Brief. Below are some records; reproduce every one of them exactly.

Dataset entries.
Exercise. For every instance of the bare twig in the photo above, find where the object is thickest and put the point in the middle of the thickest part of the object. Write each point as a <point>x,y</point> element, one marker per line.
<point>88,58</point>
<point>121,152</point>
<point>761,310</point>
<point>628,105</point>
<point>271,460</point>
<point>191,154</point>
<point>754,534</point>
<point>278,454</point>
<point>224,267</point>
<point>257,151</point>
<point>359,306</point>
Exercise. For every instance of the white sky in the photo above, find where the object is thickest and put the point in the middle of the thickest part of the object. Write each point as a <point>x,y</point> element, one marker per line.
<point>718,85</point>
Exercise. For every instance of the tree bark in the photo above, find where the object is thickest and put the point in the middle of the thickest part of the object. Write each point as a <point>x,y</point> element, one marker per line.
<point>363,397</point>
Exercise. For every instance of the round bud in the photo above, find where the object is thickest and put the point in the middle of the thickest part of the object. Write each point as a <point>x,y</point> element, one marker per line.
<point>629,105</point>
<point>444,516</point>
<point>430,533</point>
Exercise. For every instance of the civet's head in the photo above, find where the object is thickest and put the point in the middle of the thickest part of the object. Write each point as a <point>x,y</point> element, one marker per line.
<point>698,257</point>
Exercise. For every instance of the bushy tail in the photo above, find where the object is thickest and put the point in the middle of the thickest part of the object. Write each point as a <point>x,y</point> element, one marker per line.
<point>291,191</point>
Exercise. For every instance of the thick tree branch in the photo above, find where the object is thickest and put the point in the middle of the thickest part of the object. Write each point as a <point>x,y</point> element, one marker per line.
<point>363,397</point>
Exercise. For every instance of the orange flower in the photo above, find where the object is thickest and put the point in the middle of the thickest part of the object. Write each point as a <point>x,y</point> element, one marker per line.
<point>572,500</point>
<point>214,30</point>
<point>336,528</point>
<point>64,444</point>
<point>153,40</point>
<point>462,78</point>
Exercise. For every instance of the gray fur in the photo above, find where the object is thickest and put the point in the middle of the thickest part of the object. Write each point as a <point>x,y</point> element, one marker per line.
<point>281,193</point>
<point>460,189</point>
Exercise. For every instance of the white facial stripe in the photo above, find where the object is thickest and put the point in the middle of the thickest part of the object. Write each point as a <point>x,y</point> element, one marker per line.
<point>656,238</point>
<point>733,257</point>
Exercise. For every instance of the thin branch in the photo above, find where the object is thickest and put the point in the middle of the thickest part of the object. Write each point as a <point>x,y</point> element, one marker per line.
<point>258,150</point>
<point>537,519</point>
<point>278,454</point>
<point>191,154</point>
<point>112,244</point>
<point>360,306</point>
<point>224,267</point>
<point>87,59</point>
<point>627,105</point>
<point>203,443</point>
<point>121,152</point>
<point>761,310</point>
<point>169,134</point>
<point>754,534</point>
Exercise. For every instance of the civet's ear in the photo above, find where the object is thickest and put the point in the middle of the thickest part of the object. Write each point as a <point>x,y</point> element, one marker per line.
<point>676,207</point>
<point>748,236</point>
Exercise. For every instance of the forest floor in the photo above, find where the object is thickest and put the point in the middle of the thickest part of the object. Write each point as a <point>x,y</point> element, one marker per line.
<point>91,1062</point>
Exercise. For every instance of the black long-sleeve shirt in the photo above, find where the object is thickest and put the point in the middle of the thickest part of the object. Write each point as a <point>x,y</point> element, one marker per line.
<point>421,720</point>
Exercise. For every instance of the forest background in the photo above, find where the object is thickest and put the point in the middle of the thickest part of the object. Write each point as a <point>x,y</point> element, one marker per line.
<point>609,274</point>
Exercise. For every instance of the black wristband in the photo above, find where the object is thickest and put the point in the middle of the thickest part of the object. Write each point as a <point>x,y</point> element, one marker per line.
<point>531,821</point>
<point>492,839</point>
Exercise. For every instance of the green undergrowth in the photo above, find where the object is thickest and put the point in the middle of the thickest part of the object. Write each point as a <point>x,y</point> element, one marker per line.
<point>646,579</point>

Result.
Exercise. For every instance of the bare twig in the photo above, find where the object is thickest and put the point in the middle of the thickest part of the object. Write each point as a <point>x,y</point> element, one marker per line.
<point>88,58</point>
<point>121,152</point>
<point>761,310</point>
<point>628,105</point>
<point>271,460</point>
<point>191,154</point>
<point>754,534</point>
<point>278,454</point>
<point>224,267</point>
<point>257,151</point>
<point>359,306</point>
Exercise. For every instance of the white sky in the photo above, find where the object is thickest and put the point in the middle of the thickest part of the object. Write each point as a <point>x,y</point> element, one marker per line.
<point>718,85</point>
Exercise. For every instance of the tree bark in the photo above, find where the object is thickest and put the point in the middle of the thickest part of the object. Write each point as a <point>x,y</point> element, one marker per line.
<point>363,397</point>
Exercise. For every instance of the round bud in the photo above, find where the object is thickest and put the point in the middle of the thickest part of the object. Write each point as a <point>x,y</point> element, one marker per line.
<point>629,105</point>
<point>444,516</point>
<point>430,533</point>
Exercise. For every instance of the civet's head in the photo above, find where the object is thickest and put the point in the middle of the thickest part of the object. Write each point as a <point>x,y</point> element, one marker per line.
<point>698,257</point>
Exercise. For every instance of the bushy tail in the photo above, find where the object is thickest and put the point in the middle of the thickest part of the object. Write each point as a <point>x,y</point> element, one marker per line.
<point>291,191</point>
Exercise. For every instance of the thick tree branch in the photo above, find where the object is thickest and put the point in the middle of the thickest part of the object. Write each point as a <point>x,y</point> element, one marker per line.
<point>363,397</point>
Exercise. For every instance of the orange flower in the photo above, find where the object is thickest and put the point in the middle of the thickest part of the object. Write each point as a <point>x,y</point> element, one marker per line.
<point>572,500</point>
<point>214,30</point>
<point>336,528</point>
<point>64,444</point>
<point>153,40</point>
<point>462,78</point>
Exercise. For every instance of the gray fur in the photo above, find where the object is thickest and put the point in the middle of the thickest part of the object. Write each point as a <point>x,y</point> element, one marker per line.
<point>281,193</point>
<point>460,189</point>
Exercise. For every instance of the white facial stripe in the photo above, find where the object is thickest and put the point in the middle of the thickest part of the object. Write each point as a <point>x,y</point> element, one marker per line.
<point>656,238</point>
<point>733,257</point>
Exercise. For every instance of the thin branch in the photo above, find where the object is thickest and put the point in the middle of the thickest part of the object. Write each point as a <point>x,y</point> element, one marker per line.
<point>258,150</point>
<point>537,519</point>
<point>278,454</point>
<point>191,154</point>
<point>112,244</point>
<point>360,306</point>
<point>224,267</point>
<point>87,59</point>
<point>627,105</point>
<point>203,443</point>
<point>121,152</point>
<point>761,310</point>
<point>169,134</point>
<point>754,534</point>
Exercise. For every instance of the civet's ear in the photo above, find where the object is thickest and put the point in the middle of the thickest part of the object. Write each point as a <point>x,y</point> element, one marker per line.
<point>676,207</point>
<point>748,236</point>
Exercise. For every instance of the forest floor in the photo above, find where the object is thickest and put the point in the middle of the thickest part of the object. Write each point as a <point>x,y</point> element, one marker per line.
<point>91,1062</point>
Exercise. For every instance of the black long-sleeve shirt in the photo above, find where the object is thickest and put the point in the middle of the thickest part of the object. Write each point as a <point>x,y</point> element, one marker per line.
<point>421,720</point>
Exercise. For every instance of the forest background in the photo above, find where the object is thickest and put the point in the middle of the thickest part of the object. Write each point as a <point>x,y</point> element, one marker per line.
<point>609,274</point>
Exercise. For every instance of the black wristband in the photo above, find where the object is thickest and put the point in the middle of the thickest part of the object. Write each point as a <point>x,y</point> element, one marker per line.
<point>531,821</point>
<point>492,839</point>
Exercise. For every instance of the green undergrowth in the photo above, find where the object is thickest and put the point in the middle of the thickest part of the object. Write each point as a <point>x,y</point> element, one marker per line.
<point>646,579</point>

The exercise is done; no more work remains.